» **Given passage**:
- - -
The PSC Register at Ten: A Decade of Significant Control, Disclosed and Disclaimed
The People with Significant Control regime turned ten this month. A decade of disclosure produced a vast, free-to-access dataset — and an awkwardly large compliance gap that ECCTA's verification regime is now trying to close.

The People with Significant Control regime turned ten this month. Section 790A of the Companies Act 2006, inserted by the Small Business, Enterprise and Employment Act 2015, took effect on 6 April 2016 and gave the United Kingdom one of the world's first publicly searchable registers of corporate beneficial ownership. A decade in, the register has logged tens of millions of entries, yet the original case for it — that sunlight on ownership would deter shell-company misuse — sits in an awkward middle ground. It worked enough to expose the gaps; it did not work nearly well enough to close them.
- - -
» **Extracted records**:
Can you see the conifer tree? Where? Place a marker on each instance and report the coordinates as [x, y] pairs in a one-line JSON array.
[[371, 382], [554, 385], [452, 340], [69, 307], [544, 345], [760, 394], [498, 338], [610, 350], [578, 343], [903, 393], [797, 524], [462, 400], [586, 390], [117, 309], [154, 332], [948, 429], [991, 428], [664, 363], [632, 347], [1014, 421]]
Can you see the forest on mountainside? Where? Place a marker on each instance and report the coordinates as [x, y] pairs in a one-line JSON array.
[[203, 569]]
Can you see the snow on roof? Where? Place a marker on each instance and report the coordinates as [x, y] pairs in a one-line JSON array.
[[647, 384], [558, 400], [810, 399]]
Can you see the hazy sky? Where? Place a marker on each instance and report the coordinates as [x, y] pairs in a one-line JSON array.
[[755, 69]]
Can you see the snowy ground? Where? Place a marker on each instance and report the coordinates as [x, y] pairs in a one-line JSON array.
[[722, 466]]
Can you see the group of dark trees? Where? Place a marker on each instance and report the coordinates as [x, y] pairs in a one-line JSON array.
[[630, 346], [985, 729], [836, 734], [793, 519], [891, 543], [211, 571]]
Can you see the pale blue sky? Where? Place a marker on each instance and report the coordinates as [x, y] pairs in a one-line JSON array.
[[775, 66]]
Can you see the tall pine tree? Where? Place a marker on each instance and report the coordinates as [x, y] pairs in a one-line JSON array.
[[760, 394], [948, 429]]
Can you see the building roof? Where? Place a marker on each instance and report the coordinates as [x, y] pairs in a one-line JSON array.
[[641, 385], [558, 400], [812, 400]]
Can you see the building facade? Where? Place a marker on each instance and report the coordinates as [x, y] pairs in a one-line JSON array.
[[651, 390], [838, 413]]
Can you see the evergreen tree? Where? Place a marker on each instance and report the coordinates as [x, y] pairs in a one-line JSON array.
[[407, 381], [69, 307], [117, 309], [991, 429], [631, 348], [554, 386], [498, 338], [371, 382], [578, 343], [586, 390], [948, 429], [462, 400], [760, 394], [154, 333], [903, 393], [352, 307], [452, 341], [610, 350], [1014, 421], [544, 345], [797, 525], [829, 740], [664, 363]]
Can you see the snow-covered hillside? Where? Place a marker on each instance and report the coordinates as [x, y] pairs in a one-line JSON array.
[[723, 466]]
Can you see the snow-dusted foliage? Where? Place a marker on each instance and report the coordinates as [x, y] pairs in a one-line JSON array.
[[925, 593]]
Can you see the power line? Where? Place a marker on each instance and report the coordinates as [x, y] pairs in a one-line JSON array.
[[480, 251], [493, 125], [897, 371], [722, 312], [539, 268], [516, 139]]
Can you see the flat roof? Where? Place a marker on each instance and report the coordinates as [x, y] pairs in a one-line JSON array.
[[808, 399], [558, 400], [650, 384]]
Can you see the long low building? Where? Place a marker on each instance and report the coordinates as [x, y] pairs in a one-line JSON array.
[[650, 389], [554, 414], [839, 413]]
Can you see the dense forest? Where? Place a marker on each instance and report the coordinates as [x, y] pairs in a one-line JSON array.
- - -
Take the article on the PSC register's first decade further, picking up right after its last sentence.

» **Output below**:
ECCTA — the Economic Crime and Corporate Transparency Act 2023 — is now putting that to the test. Identity verification, address-suppression rules and a tightening of the exemption regime are reshaping how ownership is declared from this year onward. Below: what the first decade actually produced, where it strained, and how the next phase compares with overseas equivalents.
What the regime requires, in two paragraphs
A person with significant control is anyone who meets one or more of five statutory conditions in respect of a UK company or LLP: holding more than 25% of the shares; controlling more than 25% of the voting rights; the right to appoint or remove a majority of the board; the right to exercise, or actually exercising, "significant influence or control"; or holding the equivalent rights through a trust or firm without legal personality. Those tests live in Schedule 1A of the Companies Act 2006.
Registrable persons must be confirmed to Companies House and updated within 14 days of a change becoming known, and within a further 14 days when filed with the Registrar. The data — name, month and year of birth, nationality, country of usual residence, the nature and date the control arose — is published on the public register. The full date of birth, previously visible, has been redacted by default for live filings since October 2018.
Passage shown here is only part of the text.